The only thing to report is how many lines of the data contain the word "village".

[Point-per-instance localization data]

▬▬▬▬▬▬▬▬▬▬

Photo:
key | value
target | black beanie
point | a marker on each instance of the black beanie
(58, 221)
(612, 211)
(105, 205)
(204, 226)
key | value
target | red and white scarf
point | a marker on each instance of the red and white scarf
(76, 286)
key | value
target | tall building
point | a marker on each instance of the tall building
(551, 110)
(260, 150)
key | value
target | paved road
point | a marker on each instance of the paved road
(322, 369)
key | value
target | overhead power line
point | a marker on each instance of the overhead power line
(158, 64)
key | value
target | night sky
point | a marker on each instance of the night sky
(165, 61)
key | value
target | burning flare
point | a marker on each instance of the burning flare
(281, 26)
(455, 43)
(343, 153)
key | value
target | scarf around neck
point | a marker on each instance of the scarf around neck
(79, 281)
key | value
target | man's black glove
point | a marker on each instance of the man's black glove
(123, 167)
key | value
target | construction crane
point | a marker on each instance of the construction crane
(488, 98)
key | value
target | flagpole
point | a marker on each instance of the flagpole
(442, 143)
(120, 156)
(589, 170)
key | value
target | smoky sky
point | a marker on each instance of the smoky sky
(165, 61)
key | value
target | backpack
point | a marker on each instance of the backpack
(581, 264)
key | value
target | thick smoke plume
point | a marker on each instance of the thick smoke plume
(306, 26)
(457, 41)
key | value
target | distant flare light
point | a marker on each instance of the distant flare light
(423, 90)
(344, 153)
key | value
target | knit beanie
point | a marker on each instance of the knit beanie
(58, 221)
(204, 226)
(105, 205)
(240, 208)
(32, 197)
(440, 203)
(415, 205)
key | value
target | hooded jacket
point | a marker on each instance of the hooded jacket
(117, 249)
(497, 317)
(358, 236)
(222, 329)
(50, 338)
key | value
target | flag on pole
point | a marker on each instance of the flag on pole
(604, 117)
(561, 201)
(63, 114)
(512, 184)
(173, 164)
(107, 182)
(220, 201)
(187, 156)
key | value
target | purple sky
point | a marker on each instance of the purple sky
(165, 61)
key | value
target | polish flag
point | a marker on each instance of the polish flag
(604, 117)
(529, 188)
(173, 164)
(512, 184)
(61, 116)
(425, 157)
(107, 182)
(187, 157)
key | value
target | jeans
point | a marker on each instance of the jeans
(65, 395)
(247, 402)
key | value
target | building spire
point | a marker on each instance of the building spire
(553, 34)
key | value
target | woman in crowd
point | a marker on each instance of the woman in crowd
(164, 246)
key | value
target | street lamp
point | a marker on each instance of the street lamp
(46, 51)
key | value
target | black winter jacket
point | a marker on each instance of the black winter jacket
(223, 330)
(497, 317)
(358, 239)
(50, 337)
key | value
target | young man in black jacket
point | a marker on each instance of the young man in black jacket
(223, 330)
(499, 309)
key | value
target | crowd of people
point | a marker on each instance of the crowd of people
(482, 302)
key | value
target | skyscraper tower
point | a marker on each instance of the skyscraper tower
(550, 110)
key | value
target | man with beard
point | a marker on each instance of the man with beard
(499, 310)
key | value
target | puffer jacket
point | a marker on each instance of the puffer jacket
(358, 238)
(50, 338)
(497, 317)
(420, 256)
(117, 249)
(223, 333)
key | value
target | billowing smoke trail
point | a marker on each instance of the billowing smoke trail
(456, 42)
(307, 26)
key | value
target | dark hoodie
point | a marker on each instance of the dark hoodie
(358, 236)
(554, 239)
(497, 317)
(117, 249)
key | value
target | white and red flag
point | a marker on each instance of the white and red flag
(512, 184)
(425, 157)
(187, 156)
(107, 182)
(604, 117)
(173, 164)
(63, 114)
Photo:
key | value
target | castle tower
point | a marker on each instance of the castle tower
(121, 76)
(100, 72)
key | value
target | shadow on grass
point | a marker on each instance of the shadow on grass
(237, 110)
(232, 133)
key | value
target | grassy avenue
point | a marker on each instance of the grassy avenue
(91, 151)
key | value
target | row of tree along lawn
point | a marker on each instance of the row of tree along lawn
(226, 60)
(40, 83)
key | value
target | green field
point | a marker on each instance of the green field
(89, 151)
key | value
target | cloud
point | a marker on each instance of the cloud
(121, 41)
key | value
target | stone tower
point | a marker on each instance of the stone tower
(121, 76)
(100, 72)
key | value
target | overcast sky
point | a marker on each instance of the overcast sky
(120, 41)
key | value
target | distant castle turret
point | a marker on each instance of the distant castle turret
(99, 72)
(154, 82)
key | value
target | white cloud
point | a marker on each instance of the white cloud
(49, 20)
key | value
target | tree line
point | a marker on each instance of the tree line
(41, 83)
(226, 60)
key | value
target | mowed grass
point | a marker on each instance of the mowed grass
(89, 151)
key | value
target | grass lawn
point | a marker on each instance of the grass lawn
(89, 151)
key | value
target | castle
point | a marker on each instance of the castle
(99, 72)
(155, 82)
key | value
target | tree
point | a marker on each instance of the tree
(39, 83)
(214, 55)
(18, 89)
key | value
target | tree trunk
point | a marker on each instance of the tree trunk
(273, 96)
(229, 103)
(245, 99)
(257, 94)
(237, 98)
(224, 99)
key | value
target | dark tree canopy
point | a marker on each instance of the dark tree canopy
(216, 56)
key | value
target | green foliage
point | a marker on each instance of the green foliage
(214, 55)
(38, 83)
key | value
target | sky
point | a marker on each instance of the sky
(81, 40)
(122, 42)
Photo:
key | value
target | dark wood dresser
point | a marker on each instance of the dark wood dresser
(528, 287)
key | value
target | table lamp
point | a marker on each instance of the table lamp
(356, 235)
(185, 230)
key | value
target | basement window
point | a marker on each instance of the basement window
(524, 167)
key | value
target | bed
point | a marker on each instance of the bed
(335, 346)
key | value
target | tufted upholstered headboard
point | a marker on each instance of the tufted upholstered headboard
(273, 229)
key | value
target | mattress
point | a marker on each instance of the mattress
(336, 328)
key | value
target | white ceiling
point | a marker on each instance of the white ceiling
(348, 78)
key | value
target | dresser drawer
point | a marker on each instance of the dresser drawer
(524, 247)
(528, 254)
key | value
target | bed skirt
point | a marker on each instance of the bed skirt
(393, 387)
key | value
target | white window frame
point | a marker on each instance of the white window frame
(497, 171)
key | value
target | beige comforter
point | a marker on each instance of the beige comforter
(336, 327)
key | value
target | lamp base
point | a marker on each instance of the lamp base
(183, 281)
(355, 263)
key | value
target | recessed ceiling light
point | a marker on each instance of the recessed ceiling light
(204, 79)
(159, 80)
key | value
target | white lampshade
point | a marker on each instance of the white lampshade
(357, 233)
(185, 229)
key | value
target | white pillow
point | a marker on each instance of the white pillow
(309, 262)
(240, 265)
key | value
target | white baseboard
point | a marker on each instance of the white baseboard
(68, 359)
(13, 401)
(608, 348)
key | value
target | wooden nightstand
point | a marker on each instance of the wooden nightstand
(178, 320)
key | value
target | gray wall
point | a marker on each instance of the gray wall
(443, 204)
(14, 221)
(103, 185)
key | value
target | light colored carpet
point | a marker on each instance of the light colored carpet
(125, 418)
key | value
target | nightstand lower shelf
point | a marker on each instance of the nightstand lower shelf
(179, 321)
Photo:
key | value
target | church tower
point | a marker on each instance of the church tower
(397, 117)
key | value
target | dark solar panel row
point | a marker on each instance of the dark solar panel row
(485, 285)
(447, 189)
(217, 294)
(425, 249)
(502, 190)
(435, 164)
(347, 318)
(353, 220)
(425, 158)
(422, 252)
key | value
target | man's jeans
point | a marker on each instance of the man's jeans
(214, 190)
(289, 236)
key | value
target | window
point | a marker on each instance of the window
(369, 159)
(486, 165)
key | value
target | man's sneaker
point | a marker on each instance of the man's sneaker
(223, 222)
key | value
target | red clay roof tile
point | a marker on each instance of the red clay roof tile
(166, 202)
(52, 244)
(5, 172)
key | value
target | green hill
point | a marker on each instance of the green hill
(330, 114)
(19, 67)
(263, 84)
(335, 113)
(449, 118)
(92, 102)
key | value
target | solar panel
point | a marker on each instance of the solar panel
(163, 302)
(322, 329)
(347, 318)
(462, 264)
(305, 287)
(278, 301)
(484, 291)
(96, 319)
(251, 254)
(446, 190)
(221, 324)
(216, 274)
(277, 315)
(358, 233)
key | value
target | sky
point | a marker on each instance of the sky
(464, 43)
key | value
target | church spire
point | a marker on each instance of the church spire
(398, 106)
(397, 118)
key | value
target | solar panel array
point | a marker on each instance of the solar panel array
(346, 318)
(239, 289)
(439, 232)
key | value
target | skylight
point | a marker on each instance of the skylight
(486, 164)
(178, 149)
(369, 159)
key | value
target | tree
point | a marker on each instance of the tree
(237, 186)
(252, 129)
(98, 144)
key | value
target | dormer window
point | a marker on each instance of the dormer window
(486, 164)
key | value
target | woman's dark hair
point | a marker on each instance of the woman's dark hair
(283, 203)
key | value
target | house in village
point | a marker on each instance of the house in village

▬▬▬▬▬▬▬▬▬▬

[Task answer]
2